• _Description of the task_: Rescale the records below, from the line containing "Each instance receives one point. Mark the shrub" through the end of the records, inclusive. Reproduce each line in that range, keeping the text lines unchanged, and multiply every coordinate value by 0.65, rounding to the nearest whole number with halves rounded up.

• _Given data_:
____________________

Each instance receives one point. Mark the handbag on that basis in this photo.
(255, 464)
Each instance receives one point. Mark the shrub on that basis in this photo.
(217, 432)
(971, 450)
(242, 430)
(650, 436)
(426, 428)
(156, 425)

____________________

• _Answer to this task_:
Each instance receives one point. Mark the shrub on that basis in this photo.
(141, 281)
(631, 293)
(157, 280)
(423, 283)
(277, 278)
(101, 276)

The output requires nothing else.